§ **Activity**: Could the listing below be reproduced exactly, minus its pictures?

↓

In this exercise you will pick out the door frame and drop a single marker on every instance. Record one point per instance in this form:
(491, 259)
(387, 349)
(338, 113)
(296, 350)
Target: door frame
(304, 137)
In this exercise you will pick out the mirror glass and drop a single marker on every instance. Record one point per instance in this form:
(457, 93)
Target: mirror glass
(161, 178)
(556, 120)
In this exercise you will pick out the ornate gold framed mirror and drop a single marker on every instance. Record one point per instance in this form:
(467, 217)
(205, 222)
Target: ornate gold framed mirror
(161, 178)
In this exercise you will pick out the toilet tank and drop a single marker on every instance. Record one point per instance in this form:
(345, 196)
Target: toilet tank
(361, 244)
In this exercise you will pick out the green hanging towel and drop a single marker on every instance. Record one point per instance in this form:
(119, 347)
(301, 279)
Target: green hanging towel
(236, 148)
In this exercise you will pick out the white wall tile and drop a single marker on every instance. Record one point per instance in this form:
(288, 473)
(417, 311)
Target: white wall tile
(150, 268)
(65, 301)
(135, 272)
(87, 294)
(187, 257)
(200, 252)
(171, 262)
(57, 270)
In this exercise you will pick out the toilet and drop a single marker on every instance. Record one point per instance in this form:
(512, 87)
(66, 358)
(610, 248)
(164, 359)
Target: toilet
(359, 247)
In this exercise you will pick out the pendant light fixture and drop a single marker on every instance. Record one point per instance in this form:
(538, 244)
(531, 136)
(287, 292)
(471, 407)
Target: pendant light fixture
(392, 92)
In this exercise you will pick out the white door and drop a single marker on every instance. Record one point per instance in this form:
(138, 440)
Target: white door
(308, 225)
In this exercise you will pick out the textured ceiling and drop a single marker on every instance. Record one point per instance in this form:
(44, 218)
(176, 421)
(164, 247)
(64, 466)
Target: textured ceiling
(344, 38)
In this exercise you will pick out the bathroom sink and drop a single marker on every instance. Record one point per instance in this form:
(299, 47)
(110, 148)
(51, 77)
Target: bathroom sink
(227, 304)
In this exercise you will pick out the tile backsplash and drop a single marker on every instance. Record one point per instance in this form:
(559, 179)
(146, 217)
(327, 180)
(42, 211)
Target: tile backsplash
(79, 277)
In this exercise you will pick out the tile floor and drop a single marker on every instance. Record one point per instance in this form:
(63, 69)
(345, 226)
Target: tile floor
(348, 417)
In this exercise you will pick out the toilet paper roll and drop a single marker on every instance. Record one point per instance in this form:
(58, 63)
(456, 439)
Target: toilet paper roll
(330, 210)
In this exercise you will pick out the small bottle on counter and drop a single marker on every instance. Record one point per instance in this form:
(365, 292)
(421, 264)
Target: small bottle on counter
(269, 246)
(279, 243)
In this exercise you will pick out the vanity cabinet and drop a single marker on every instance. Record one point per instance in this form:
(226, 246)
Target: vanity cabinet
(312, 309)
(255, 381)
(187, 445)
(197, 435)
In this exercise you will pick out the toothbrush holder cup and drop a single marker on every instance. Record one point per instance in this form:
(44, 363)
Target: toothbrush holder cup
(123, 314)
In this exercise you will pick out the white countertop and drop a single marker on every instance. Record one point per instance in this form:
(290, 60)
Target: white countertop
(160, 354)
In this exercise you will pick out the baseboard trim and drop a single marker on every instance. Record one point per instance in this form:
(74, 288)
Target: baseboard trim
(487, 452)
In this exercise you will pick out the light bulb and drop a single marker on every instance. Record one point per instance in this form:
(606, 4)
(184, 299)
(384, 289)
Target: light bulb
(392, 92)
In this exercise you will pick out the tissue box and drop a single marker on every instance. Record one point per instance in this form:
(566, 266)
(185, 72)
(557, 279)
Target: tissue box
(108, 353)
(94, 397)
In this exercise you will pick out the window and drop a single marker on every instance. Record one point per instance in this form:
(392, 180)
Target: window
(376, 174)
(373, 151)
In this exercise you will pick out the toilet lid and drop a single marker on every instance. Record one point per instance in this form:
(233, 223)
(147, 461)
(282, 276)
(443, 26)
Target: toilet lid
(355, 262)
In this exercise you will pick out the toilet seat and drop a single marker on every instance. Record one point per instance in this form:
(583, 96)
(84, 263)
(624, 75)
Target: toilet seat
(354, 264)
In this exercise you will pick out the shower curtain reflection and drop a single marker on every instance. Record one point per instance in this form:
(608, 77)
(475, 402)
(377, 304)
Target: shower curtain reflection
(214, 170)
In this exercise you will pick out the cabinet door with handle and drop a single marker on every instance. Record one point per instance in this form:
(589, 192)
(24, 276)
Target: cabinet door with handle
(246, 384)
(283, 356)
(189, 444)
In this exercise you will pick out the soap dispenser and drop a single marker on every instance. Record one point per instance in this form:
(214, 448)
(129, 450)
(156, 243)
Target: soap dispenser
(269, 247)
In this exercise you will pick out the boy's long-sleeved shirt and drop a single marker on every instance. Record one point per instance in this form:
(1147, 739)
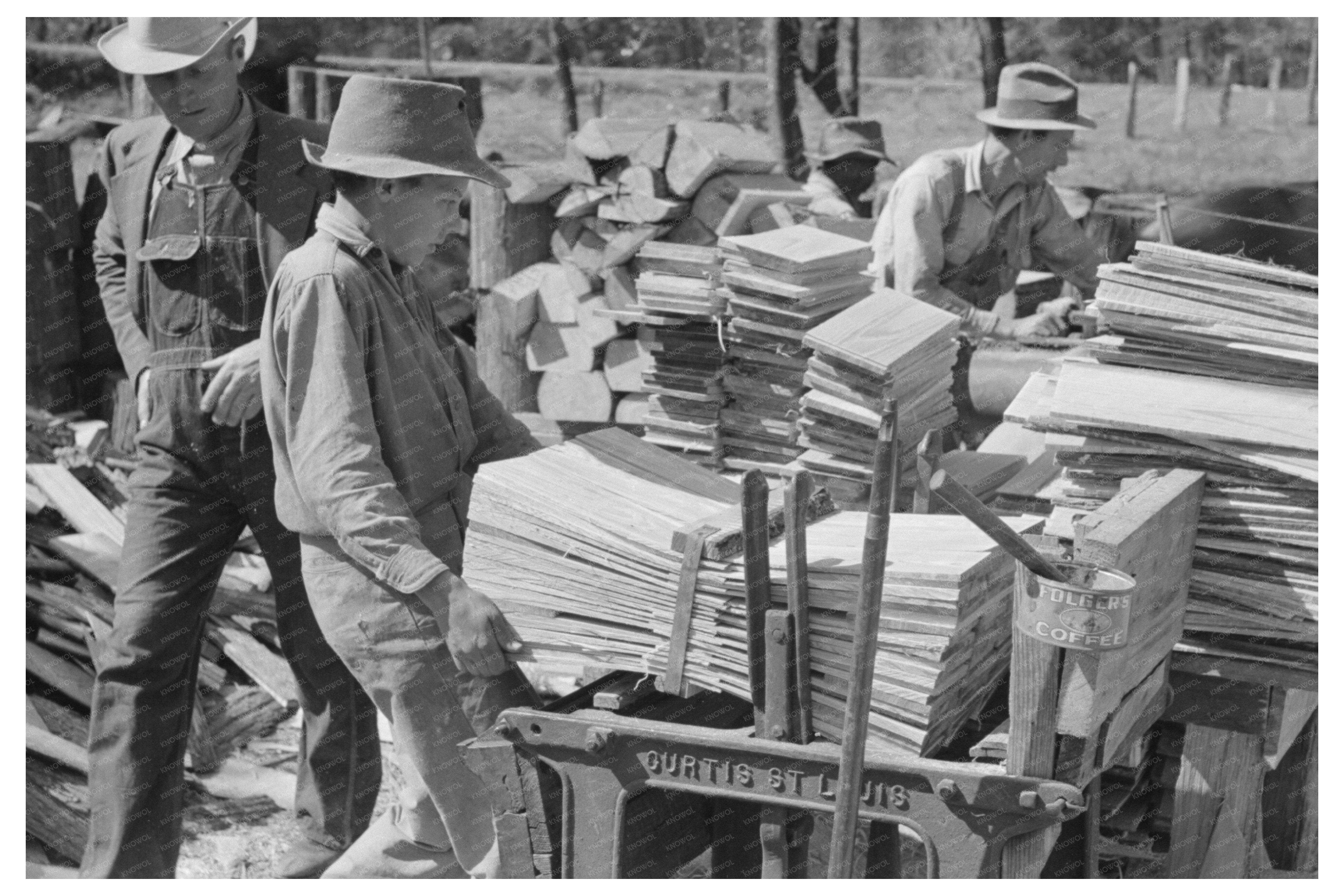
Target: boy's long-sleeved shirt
(377, 413)
(943, 240)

↑

§ **Solution to the exercise**:
In this exercise you will pick out the door frame and drop a single marker on every instance. Record one point per instance in this form:
(491, 259)
(387, 349)
(338, 113)
(296, 350)
Target: door frame
(304, 137)
In this exercise you will pick out the mirror glass and drop a single marker on every instance. Record one point per instance in this form:
(457, 93)
Target: mirror glass
(161, 178)
(556, 120)
In this exercise you will pick out the ornate gold framed mirror and drop a single marker on every instance. Record one point per instance in this form:
(467, 217)
(205, 222)
Target: ornate gold framed mirror
(161, 178)
In this exercise you will pick out the toilet tank and drop a single marker on every instance. Record one point per instance in this form:
(345, 196)
Target: toilet tank
(361, 244)
In this exercise you will pick out the green hanging towel and drop a single marker on every instance. Record one point per instance in this form:
(119, 347)
(301, 279)
Target: green hanging towel
(236, 148)
In this exercise you will pick out the white wall tile and drop a single marker on every instance. Record one point per instance in this form:
(288, 473)
(417, 311)
Target: white wall tile
(150, 268)
(65, 301)
(135, 272)
(87, 294)
(187, 257)
(200, 252)
(171, 262)
(57, 270)
In this exercise you will pick out the toilet and drop a single marker on every instance. Record one point per instance in this form:
(512, 87)
(66, 358)
(610, 248)
(164, 359)
Target: toilet
(359, 247)
In this exercise you will pick out the pendant light fixture and drop a single marker on every instance. Record one point per instance in this form:
(538, 244)
(531, 136)
(287, 292)
(471, 407)
Target: pendant light fixture
(392, 92)
In this exercise you will pick out the white door and drop a single marker on every instance. Record one point per instance in this form:
(138, 440)
Target: white door
(308, 225)
In this exercise you will pick out the textured ceiling and drop a single marker on every instance. Record one point per instance in this form:
(44, 218)
(176, 421)
(164, 247)
(64, 466)
Target: textured ceiling
(344, 38)
In this exercise you will pick out the bathroom sink and drop a single marker on every instance. Record one point per instance in this form:
(299, 47)
(110, 148)
(51, 77)
Target: bathroom sink
(227, 304)
In this exercise you will pick out the tile backsplash and drop a single marker on every instance. Record one point per instance in this form:
(559, 179)
(146, 217)
(327, 180)
(42, 211)
Target: tile backsplash
(79, 277)
In this exercise you will pick out the tile floor and drop a single marker on every instance. Record one point per instance in this form:
(63, 69)
(345, 226)
Target: tile floor
(348, 417)
In this exercise you will pick out the toilet paper roll and drop a single marker on every instance. Record one point per instance in this form:
(58, 63)
(456, 439)
Target: toilet paper roll
(330, 210)
In this exercise you will pick out the small bottle on counter and drop a single marker on every instance. Record one point per instance in this form:
(365, 292)
(421, 264)
Target: small bottle on counter
(269, 246)
(279, 243)
In this exercise you will pick out the vanity cabinet and drop a single marker on every instance. Record one point per instance in this form:
(226, 246)
Target: vanity cabinet
(312, 309)
(255, 381)
(187, 445)
(197, 435)
In this exercise you will pick out the toothbrush holder cup and drop a single marker on every instance. Record one point per instance in this form:
(44, 363)
Target: toothbrush holder cup
(123, 314)
In this exercise you will pick out the white countertop and drop a single marker on every instance. Record one point per instance in this form:
(290, 60)
Target: white countertop
(160, 354)
In this exercise you will pick out the baseboard trim and drop a single marker on every instance. Record one point per instance in this form:
(74, 288)
Target: baseboard trim
(487, 452)
In this exercise you will pick out the light bulb and drop a single marker on every instance. Record one point per instance in this form:
(606, 4)
(184, 299)
(384, 289)
Target: light bulb
(392, 92)
In this exercise you will pick out the tissue box and drop a single marker on every instance. Record one point per instance in this form:
(566, 266)
(185, 72)
(557, 279)
Target: tissue box
(108, 353)
(94, 397)
In this exercise you will pick out the window and drop a single marker on every instance. Record one point per instance in this form:
(392, 180)
Target: window
(376, 174)
(373, 151)
In this exercise you will pick out the toilet lid and drop a single marker on every instance. Record one point per instance in this form:
(233, 223)
(147, 461)
(282, 276)
(443, 26)
Target: toilet lid
(355, 262)
In this exercise you will pick out the toilet seat and drop a single marker on every instance. Record one point per instance in this form:
(583, 96)
(84, 263)
(624, 75)
Target: toilet seat
(354, 264)
In this exercise you will pick out the shower curtain reflection and drop a single marker on every instance. Record one point per instance in this form:
(608, 77)
(475, 402)
(377, 304)
Target: shower curtain reflection
(214, 170)
In this exercise you will pick out the cabinet door with handle and drop a single marker on every instance. Record one point per instance in this form:
(589, 192)
(24, 276)
Target: cabinet door with handle
(246, 384)
(283, 356)
(189, 444)
In this exercise you will pick out the soap dispenser and drop a single marker on every instance. Record one point per instance in this form:
(214, 448)
(129, 450)
(156, 243)
Target: soap dispenser
(269, 247)
In this exercise you will pick out the boy's long-sleeved shirt and drop a single marker on every instance. Record one point per instance in this form:
(1147, 739)
Target: boy's long-sleeved shirt
(377, 413)
(943, 240)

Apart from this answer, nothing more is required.